You are viewing a plain text version of this content. The canonical link for it is here.
Posted to user@nutch.apache.org by "Insurance Squared Inc." <gc...@insurancesquared.com> on 2006/02/06 21:33:02 UTC

Speeding up initial searches using cache

Hi,

Running nutch 0.71on Mandrake linux 2006 (P4 with a 2 sata drives on 
raid 0, 2 gigs of ram, about 4 million pages, but expecting to hit 10+), 
and finding that our initial queries take up to 15-20 seconds to return 
results.  I'd like to get that speeded up and am seeking thoughts on how 
to do so.

My initial thoughts are that I need to do something with caching 
somehow.  Byron M had commented a while back on this list:
--
I would warm up your index by throwing
queries at it to get the blocks cached on an OS level
or work on implementing RAMDirectory instead of
FSDirectory to store your index in ram if you have the
resources to do so.
----
Does this seem the best way to ensure my users are getting fast search 
results?  If so, does someone have a list of queries that I might try 
using?  I suppose I could use the list of 'one day's worth of search 
terms' that I found here:
http://blog.sli-systems.com/2006/02/what_would_the_search_engines.html
However, I'm not sure how to even measure the effectiveness of that - if 
I ran the say 500K search terms in there past the software, perhaps 
there isn't enough cache space for that amount of searches......

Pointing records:
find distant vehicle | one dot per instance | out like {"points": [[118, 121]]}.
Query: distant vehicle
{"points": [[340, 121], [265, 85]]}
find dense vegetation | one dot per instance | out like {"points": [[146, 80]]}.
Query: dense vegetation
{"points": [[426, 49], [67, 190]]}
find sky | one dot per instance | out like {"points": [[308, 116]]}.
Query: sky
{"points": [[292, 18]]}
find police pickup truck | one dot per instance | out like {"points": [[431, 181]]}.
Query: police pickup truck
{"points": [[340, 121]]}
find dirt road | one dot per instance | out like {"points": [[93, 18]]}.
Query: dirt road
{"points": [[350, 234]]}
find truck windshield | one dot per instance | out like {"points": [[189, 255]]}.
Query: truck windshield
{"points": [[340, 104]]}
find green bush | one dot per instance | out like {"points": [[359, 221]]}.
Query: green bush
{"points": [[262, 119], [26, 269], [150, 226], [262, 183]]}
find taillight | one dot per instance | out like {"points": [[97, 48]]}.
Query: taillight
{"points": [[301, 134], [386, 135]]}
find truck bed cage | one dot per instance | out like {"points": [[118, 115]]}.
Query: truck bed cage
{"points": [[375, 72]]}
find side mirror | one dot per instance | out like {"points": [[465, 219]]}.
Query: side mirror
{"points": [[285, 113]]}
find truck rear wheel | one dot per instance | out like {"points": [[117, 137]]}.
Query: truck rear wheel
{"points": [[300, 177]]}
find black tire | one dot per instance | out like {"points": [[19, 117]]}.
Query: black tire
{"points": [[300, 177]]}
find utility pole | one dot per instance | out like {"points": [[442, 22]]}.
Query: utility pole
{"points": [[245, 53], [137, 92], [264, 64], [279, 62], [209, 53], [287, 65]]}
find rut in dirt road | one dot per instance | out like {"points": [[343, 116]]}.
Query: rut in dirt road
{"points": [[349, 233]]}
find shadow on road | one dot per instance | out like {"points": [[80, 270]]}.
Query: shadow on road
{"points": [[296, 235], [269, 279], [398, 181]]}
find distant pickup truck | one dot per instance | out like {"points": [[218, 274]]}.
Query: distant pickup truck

What to work on:
**A)** In the nutch caching post, list each piece of software and hardware the poster names for the running setup.
**B)** Duplicate the nutch caching post from "My initial thoughts" up to and including "resources to do so.".

Set of answers:
**A)**
nutch 0.71
Mandrake linux 2006
P4
2 sata drives on raid 0
2 gigs of ram

**B)**
My initial thoughts are that I need to do something with caching 
somehow.  Byron M had commented a while back on this list:
--
I would warm up your index by throwing
queries at it to get the blocks cached on an OS level
or work on implementing RAMDirectory instead of
FSDirectory to store your index in ram if you have the
resources to do so.